*Exercise*
Figure out how many lines in these records contain "outline". Only the number belongs in the reply.

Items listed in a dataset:
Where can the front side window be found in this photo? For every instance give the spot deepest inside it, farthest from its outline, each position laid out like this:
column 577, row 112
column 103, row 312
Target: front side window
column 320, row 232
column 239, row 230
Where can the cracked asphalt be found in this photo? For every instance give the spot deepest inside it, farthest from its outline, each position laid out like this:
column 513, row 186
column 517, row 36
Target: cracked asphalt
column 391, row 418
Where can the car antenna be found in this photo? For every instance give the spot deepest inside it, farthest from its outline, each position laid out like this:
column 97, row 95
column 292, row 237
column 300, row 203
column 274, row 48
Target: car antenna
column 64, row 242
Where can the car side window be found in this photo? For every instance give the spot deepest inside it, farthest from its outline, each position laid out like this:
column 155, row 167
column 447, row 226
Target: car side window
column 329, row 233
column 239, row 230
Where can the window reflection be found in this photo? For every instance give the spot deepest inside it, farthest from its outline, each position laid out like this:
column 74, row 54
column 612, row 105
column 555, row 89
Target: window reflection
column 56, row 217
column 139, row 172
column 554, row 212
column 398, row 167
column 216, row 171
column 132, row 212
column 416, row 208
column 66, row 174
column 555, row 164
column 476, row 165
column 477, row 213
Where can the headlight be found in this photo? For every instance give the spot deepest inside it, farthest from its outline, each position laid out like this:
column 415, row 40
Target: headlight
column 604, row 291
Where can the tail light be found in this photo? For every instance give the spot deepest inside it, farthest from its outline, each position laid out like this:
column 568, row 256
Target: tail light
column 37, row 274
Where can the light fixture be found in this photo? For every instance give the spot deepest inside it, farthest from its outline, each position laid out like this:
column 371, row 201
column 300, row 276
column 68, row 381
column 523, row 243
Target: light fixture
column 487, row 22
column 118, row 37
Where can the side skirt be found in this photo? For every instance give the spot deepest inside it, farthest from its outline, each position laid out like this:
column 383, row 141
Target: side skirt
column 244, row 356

*Solution to the exercise*
9